--- BEGIN DATA EXTRACT ---
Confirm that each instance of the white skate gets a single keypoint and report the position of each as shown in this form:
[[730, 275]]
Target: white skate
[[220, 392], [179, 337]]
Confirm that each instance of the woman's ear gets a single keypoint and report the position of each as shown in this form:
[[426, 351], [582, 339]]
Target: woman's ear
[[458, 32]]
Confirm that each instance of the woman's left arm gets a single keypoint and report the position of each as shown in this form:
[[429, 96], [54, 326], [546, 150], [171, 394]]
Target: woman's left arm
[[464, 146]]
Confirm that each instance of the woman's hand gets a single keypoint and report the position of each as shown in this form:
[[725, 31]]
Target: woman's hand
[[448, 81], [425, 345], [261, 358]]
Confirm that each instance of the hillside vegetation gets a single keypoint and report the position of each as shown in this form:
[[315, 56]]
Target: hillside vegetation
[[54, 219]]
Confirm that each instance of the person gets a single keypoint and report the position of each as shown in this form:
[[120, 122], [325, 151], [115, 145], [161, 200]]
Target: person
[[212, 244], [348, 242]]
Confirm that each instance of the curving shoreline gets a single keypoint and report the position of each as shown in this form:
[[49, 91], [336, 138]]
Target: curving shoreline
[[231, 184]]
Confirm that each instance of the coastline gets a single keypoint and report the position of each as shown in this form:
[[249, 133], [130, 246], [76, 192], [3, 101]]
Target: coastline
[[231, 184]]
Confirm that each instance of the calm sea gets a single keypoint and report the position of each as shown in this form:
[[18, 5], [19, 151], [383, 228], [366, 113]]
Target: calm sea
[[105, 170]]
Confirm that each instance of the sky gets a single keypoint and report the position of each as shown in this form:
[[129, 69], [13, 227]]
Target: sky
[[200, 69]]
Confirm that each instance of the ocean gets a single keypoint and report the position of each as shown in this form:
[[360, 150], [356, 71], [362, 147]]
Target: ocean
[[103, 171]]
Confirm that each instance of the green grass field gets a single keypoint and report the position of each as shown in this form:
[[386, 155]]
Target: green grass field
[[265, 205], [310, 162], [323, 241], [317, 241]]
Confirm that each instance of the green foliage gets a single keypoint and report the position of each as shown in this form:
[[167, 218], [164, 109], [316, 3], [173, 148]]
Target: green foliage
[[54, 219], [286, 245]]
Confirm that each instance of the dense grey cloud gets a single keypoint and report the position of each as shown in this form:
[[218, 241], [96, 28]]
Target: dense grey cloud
--- END DATA EXTRACT ---
--- BEGIN DATA EXTRACT ---
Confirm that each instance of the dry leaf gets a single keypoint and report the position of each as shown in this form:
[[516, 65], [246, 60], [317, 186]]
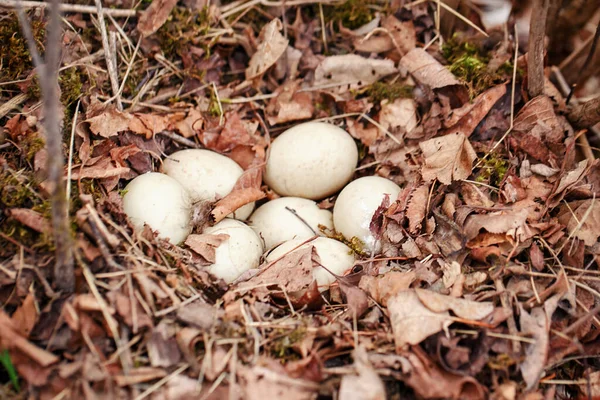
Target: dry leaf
--- END DATA EXTRACT ---
--- BEGIN DATA EXTRACT ---
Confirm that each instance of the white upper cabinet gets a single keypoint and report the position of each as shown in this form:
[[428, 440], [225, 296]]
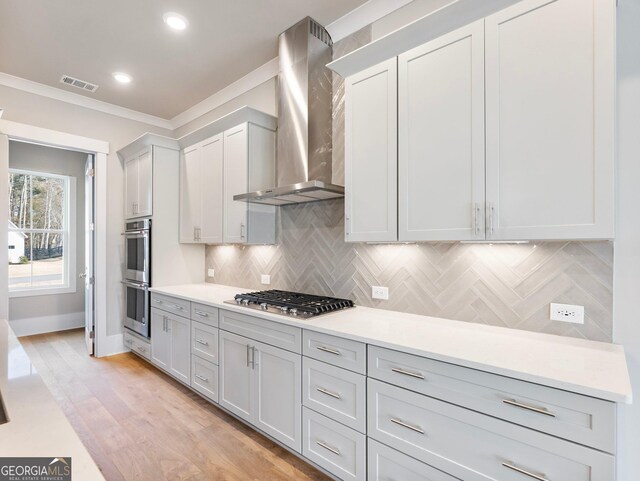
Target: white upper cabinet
--- END DATA EXTRACT ---
_PROBLEM TO SOLVE_
In the listing above, reproduce word for word everything from the line containing "Confirm that each instance of the woman's ear" down to the line containing "[[448, 81], [425, 345], [261, 358]]", both of those lines included.

_SOLUTION_
Confirm that each instance of the woman's ear gets a single keypoint and report the position of each as shown in this form:
[[426, 351], [582, 339]]
Target: woman's ear
[[458, 32]]
Confirm that each instance of the woman's left arm gets a single keypoint and report the position of each as shown in this form:
[[429, 96], [54, 326], [546, 150], [171, 394]]
Target: woman's left arm
[[464, 146]]
Confirm that each instance of the woman's hand gets a single keypoint and report the position of each as shown in this form:
[[725, 31]]
Target: woman's hand
[[448, 81], [425, 345], [261, 358]]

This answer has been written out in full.